__Records provided__.
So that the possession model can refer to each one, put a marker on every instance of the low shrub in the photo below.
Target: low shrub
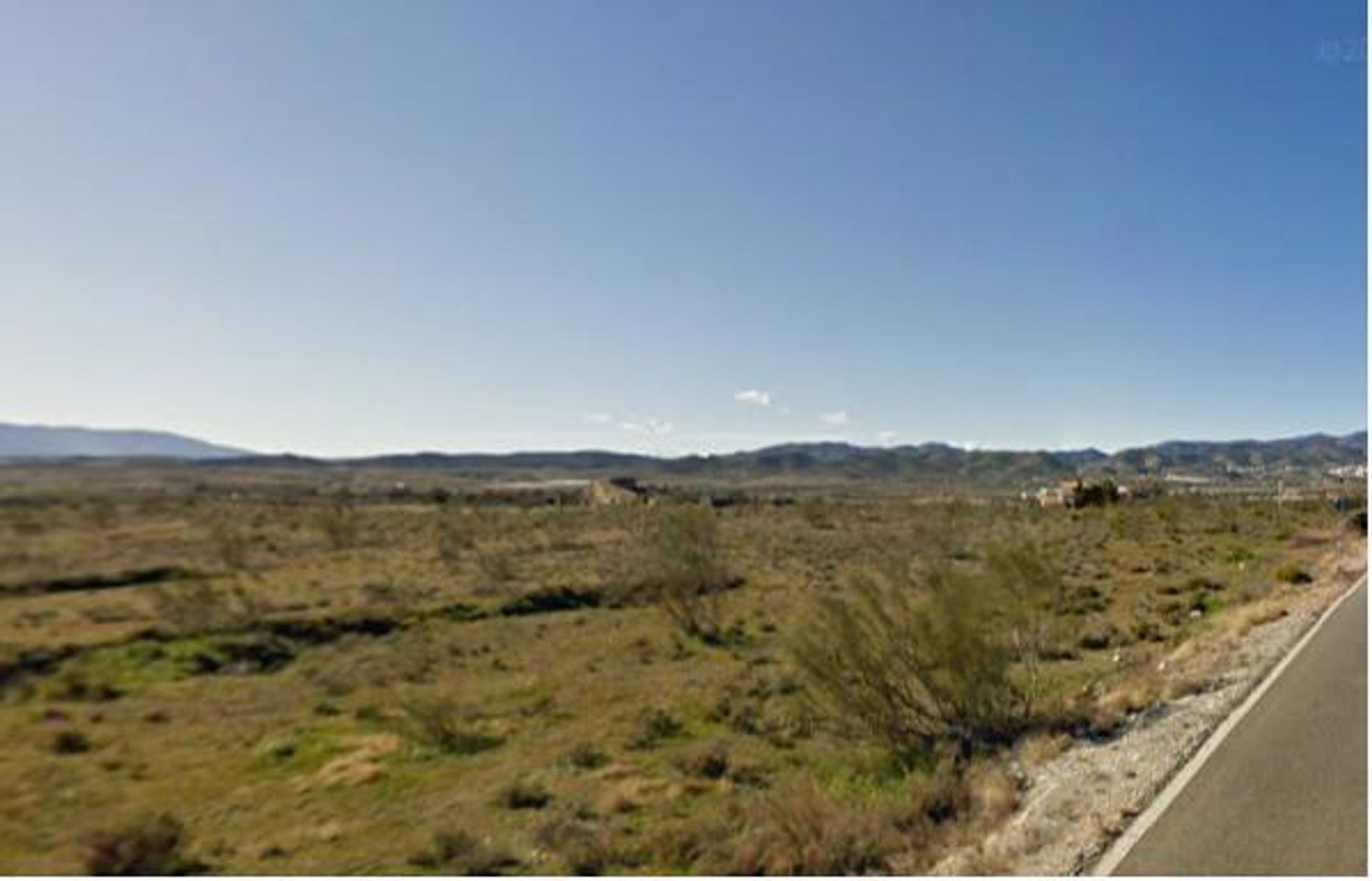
(463, 854)
(686, 572)
(586, 758)
(442, 726)
(525, 795)
(1293, 574)
(655, 726)
(70, 742)
(153, 845)
(803, 830)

__Challenge__. Arrange the lines of the material above as a numbered list, leaving out any blank lines and the pictures.

__Response below__.
1. So that the possession model can refer to each one, put a marker on every instance of the low shrub in the photo below.
2. Target: low shrub
3. (463, 854)
4. (686, 572)
5. (586, 758)
6. (442, 726)
7. (525, 795)
8. (1293, 574)
9. (655, 726)
10. (70, 742)
11. (153, 845)
12. (803, 830)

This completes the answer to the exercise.